▶ _Excerpted passage_:
On 10/29/24 13:16, Roi Dayan wrote:
>
>
> On 29/10/2024 12:14, Ilya Maximets wrote:
>> Until now, functions that needed to call external programs like openssl
>> or ipsec commands were using subprocess commands directly. Most of
>> these calls had no failure checks or any logging making it hard to
>> understand what is happening inside the daemon when something doesn't
>> work as intended.
>>
>> Some commands also had a chance to not read the command output in full.
>> That might sound like not a big problem, but in practice it causes
>> ovs-monitor-ipsec to deadlock pluto and itself with certain versions of
>> Libreswan (mainly Libreswan 5+). The order of events is following:
>>
>> 1. ovs-monitor-ipsec calls ipsec status redirecting the output
>> to a pipe.
>> 2. ipsec status calls ipsec whack.
>> 3. ipsec whack connects to pluto and asks for status.
>> 4. ovs-monitor-ipsec doesn't read the pipe in full.
>> 5. ipsec whack blocks on write to the other side of the pipe
>> when it runs out of buffer space.

▶ _Supplied material_:
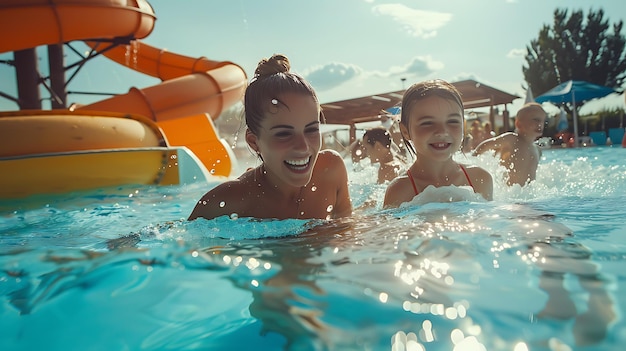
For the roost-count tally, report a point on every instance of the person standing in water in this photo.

▶ _What to do_: Pick up the email about the ovs-monitor-ipsec deadlock right after its last line and keep writing it.

▶ _Result_:
>> 6. pluto blocks on sendmsg to ipsec whack for the same reason.
>> 7. ovs-monitor-ipsec calls another ipsec command and blocks
>> on connection to pluto.
>>
>> In this scenario the running process is at the mercy of garbage
>> collector and it doesn't run because we're blocked on calling another
>> ipsec command. All the processes are completely blocked and will not
>> do any work until ipsec whack is killed.
>>
>> With this change we're introducing a new function that will be used
>> for all the external process execution commands and will read the full
>> output before returning, avoiding the deadlock. It will also log all
>> the failures as warnings and the commands themselves at the debug level.
>>
>> We'll be adding more logic into this function in later commits as well,
>> so it will not stay that simple.
>>
>> Signed-off-by: Ilya Maximets <[email protected]>
>> ---
>> ipsec/ovs-monitor-ipsec.in | 296 +++++++++++++++++--------------------
>> 1 file changed, 134 insertions(+), 162 deletions(-)
>>
>> diff --git a/ipsec/ovs-monitor-ipsec.in b/ipsec/ovs-monitor-ipsec.in
>> index 37c509ac6..19a401609 100755
>> --- a/ipsec/ovs-monitor-ipsec.in
>> +++ b/ipsec/ovs-monitor-ipsec.in
>> @@ -84,6 +84,28 @@ monitor = None
>> xfrm = None
>>
>>
>> +def run_command(args, description=None):
>> + """ This function runs the process args[0] with args[1:] arguments
>> + and returns a tuple: return-code, stdout, stderr. """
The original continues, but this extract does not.